▶ _TASK STATEMENT_:
Copy each of the following items word for word, with nothing changed.

*****

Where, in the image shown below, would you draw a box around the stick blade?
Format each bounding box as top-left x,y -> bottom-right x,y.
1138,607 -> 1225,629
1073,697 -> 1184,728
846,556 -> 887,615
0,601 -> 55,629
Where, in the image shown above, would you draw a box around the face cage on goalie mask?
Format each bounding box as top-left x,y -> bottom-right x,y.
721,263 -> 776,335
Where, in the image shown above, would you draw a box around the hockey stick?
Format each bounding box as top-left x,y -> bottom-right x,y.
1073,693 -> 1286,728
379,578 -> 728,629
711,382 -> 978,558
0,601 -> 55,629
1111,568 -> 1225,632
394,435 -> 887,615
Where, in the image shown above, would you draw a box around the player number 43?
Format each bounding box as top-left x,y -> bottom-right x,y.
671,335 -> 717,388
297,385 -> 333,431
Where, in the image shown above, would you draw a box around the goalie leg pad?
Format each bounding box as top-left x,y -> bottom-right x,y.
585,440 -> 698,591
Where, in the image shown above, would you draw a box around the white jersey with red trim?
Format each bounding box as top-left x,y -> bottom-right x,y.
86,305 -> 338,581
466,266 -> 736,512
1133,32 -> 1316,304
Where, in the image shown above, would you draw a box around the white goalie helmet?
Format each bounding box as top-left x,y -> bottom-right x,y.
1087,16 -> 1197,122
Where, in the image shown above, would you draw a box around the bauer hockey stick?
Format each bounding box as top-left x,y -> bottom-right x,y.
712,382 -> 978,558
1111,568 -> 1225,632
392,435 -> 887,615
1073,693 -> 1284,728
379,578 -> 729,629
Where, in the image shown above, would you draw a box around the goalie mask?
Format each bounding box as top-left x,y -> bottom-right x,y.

*****

▶ _RESPONSE_:
Where, in the image shown below, would you draw a box around the stick blade?
Format each bounding box as top-left x,y -> bottom-right x,y.
1138,607 -> 1225,629
1073,697 -> 1184,728
846,556 -> 887,615
0,601 -> 55,629
Where, in the image shown above, would you draw a box around the face cage on goalie mask?
Format each bounding box as top-left x,y -> bottom-right x,y.
721,263 -> 776,335
Where, in the image shown above, would you draw a box around the hockey stick?
Format each bounding box as top-left x,y -> bottom-right x,y.
1073,693 -> 1286,728
379,578 -> 728,629
711,382 -> 978,558
0,601 -> 55,629
1111,568 -> 1225,632
394,435 -> 887,615
Where, in the image shown above, would you draw a box around the player number 43?
Format each bounding box as top-left x,y -> bottom-right x,y.
671,335 -> 717,388
297,385 -> 333,431
Where, in the image shown above, would you draw a box around the goalie leg pad?
Format each bounding box as top-left x,y -> bottom-right x,y.
585,440 -> 698,591
Where, in the image shown above, would you draw a box around the white jersey with red trim?
Format each bounding box as top-left x,y -> bottom-right x,y.
86,305 -> 338,581
466,266 -> 736,512
1133,32 -> 1316,304
Where, in the image shown above, would you draw a box around the white goalie helmet?
Format each bounding box as top-left x,y -> bottom-right x,y.
1087,16 -> 1197,122
Where, in the image shown above, would you draw a box around the bauer hockey stick?
Format each bounding box as top-left x,y -> bottom-right x,y.
712,382 -> 978,558
1111,568 -> 1225,632
392,435 -> 887,615
1073,693 -> 1284,728
379,578 -> 729,629
Where, in the image shown above, would you draw a box around the goalie mask?
Format each bounding box as top-left x,y -> bottom-right x,y.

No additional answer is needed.